# Given passage start

Home Arts and Leisure Peyton Place – A Town, Its Scandals and the Woman Who Told the World

Peyton Place – A Town, Its Scandals and the Woman Who Told the World


The dirty novel Peyton Place landed like a bombshell in 1956, a surprise hit by an unknown author. The critics panned it, the public loved it, the town it pictured resented it – and for the next 13 years it was a staple of American entertainment.

Grace Metalious

Grace Metalious

Peyton Place became shorthand for secret scandals, mostly involving sex. Its author, Grace Metalious, was a New Hampshire schoolteacher’s wife whose own scandals were anything but secret. She was a mother of three and, by all accounts, a lousy housewife who drank, swore, wore baggy jeans and cheated on her husband.

She based some of Peyton Place on the town she lived in with her family, Gilmanton, N.H.

“To a tourist these towns look as peaceful as a postcard picture,” Metalious once said.  “But if you go beneath that picture, it’s like turning over a rock with your foot — all kinds of strange things crawl out.”

The people of Gilmanton felt victimized by Peyton Place, but it was Grace Metalious who was the book’s real victim.

Grace Metalious

Metalious was born Grace de Repentigny on Sept. 8, 1924, to poor Franco-American parents in Manchester, N.H. Her father, a merchant seaman, left the family when she was 10.

She graduated from Central High School, married George Metalious at 19, and gave birth to three children. Since her childhood she dreamed of being a writer. She began writing Peyton Place at 30, while George taught school in Gilmanton.

# Given passage end
# Data section start

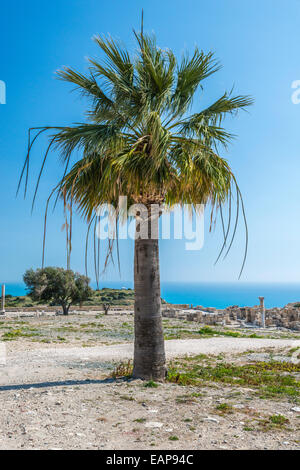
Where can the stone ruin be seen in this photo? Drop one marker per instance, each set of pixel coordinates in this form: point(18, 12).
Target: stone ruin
point(287, 317)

# Data section end

◆ Set tasks
- 1) Do the following statements agree with the Peyton Place article? Answer yes or no for each, and quote the words from the article that settle it. (a) Peyton Place came out in 1956. (b) Grace Metalious's father was a schoolteacher. (c) Metalious started writing Peyton Place when she was 30.
- 2) Can you extend the Peyton Place article with a few more paragraphs, picking up after its final sentence?

◆ The replies
- 1)
(a) Yes: "The dirty novel Peyton Place landed like a bombshell in 1956"
(b) No: "Her father, a merchant seaman, left the family when she was 10."
(c) Yes: "She began writing Peyton Place at 30, while George taught school in Gilmanton."

- 2)
Scene from Peyton Place, the film

The fictional town of Peyton Place has shady streets, white church steeples, traditional New England houses and brick mills along the Connecticut River. But beneath the bucolic surface lurk ugly secrets.

In the book, Rodney Harrington, a rich kid, dies in a car crash while ogling a topless women driving with him, and Constance MacKenzie lives in fear that the illegitimacy of her daughter will be discovered.  Metalious based the character of Selena Cross on a woman from Alton, N.H., who killed her father after he raped her. The story was uncovered by crusading reporters including a young Ben Bradlee.

She insisted Peyton Place was based on several places in New Hampshire – including Durham, where her husband attended the University of New Hampshire; Gilmanton, where he taught school; and Laconia, where her favorite bar was located.

Peyton Place, The Book

The book Peyton Place, published in 1956, was a smash hit, selling 100,000 copies in the first month. The average first novel sold 3,000 copies — if the author was lucky enough to get it published.


Promo for the film Peyton Place.

Critics trashed the book. Manchester Union-Leader publisher William Loeb called it ‘filthy sewage.’ Grace Metalious responded,  “Even Tom Sawyer had a girlfriend, and to talk about adults without talking about their sex drives is like talking about a window without glass.”

Peyton Place was one of the most widely read novels in American history. One in 29 Americans read it (mostly in secret), according to one estimate.

“If I’m a lousy writer, then an awful lot of people have lousy taste,” Metalious said.


Peyton Place was followed in 1957 by a hit movie of the same name starring Lana Turner and set in Camden, Maine. As many as 500 locals appeared as extras.

Lana Turner and betty Field in Peyton Place.

At first Peyton Place didn’t attract many moviegoers, but then Lana Turner’s daughter stabbed Turner’s boyfriend, Johnny Stompanato, and the film took off. It received nine Academy Award nominations.

The book and the movie made Grace Metalious rich — and reckless. She carried on a stormy affair with a Laconia DJ, divorced her husband and burned through millions of dollars. She took a floor at the Plaza hotel, ordered champagne by the case and flew chartered flights to the Caribbean.

Downward Spiral

Grace Metalious wrote three more books, none of which sold as well as Peyton Place. For the last five years of her life, she drank a fifth of liquor every day.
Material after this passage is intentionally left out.